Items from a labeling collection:
_ _ _ _
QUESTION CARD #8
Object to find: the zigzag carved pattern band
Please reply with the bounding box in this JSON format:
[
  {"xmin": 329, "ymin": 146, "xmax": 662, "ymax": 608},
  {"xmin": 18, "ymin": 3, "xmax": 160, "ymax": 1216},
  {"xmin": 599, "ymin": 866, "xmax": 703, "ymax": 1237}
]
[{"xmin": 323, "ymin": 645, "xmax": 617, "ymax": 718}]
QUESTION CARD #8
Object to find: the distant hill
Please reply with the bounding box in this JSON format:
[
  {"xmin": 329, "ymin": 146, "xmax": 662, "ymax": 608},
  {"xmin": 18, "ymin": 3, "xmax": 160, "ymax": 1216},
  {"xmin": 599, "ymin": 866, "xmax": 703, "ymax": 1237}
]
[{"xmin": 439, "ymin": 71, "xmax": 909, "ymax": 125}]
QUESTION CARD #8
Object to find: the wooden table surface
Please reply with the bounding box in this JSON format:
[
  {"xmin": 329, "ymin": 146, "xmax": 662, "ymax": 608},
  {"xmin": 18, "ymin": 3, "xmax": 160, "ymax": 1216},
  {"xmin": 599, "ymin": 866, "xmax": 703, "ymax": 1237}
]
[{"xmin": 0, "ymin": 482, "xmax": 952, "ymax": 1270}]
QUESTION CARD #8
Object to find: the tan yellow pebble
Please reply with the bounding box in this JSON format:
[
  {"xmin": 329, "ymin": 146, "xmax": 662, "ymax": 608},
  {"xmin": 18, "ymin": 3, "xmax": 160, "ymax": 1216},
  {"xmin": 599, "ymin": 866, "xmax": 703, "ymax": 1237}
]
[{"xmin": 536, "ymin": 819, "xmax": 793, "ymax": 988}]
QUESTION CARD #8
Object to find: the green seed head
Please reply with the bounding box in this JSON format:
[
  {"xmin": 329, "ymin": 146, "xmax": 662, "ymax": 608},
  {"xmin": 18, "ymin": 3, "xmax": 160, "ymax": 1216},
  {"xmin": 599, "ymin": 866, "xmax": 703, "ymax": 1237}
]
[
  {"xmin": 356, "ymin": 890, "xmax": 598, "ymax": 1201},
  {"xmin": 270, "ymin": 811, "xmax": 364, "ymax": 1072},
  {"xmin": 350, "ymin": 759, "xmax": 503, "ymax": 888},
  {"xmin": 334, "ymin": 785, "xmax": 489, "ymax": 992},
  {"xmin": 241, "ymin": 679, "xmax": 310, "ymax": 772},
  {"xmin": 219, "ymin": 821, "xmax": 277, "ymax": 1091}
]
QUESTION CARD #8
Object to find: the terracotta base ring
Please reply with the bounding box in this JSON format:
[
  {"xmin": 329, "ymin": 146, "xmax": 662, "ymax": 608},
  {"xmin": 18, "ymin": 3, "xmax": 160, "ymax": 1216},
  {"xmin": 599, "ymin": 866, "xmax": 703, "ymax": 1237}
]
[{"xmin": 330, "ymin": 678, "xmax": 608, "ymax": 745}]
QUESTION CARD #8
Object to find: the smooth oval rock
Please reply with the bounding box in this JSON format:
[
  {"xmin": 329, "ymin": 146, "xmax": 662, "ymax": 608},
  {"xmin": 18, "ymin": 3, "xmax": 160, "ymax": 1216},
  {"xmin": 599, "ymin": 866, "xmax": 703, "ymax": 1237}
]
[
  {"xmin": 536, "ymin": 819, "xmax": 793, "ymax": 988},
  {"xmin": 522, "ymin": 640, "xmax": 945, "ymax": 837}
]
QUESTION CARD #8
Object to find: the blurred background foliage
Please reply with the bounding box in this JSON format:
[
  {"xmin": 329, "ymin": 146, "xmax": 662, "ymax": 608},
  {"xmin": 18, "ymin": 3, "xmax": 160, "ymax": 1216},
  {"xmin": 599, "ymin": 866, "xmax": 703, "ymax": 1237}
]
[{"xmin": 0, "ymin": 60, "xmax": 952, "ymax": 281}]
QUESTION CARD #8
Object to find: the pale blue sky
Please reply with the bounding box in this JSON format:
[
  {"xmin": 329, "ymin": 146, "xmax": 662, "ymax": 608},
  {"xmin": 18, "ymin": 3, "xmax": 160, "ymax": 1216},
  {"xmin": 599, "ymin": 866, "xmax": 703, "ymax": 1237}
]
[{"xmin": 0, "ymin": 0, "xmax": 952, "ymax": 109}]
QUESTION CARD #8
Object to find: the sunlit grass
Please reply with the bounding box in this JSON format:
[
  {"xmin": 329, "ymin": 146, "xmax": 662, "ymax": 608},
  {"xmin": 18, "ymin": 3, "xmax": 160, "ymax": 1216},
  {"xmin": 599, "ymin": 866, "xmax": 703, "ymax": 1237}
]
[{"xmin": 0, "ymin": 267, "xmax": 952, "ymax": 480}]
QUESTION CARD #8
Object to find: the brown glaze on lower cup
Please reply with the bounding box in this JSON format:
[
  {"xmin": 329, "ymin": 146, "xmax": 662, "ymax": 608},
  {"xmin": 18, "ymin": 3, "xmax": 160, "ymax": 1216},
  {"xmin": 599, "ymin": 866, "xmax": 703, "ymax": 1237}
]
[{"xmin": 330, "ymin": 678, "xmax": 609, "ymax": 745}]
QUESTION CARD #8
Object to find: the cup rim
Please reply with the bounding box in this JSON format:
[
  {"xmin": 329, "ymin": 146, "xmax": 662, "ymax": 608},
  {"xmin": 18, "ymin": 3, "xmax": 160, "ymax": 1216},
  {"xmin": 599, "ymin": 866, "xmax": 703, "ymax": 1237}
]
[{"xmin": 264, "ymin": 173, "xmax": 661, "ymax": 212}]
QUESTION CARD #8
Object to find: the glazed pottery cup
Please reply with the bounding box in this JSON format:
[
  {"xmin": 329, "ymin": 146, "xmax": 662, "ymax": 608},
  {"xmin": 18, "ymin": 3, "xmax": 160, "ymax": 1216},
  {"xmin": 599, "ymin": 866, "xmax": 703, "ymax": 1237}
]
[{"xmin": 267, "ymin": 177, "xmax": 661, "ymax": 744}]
_ _ _ _
▶ **Goal**
Pull out every line of the listing above that contains the word "carved" and copy each of those lines in full.

▶ **The solution**
Object to find: the zigzag carved pattern band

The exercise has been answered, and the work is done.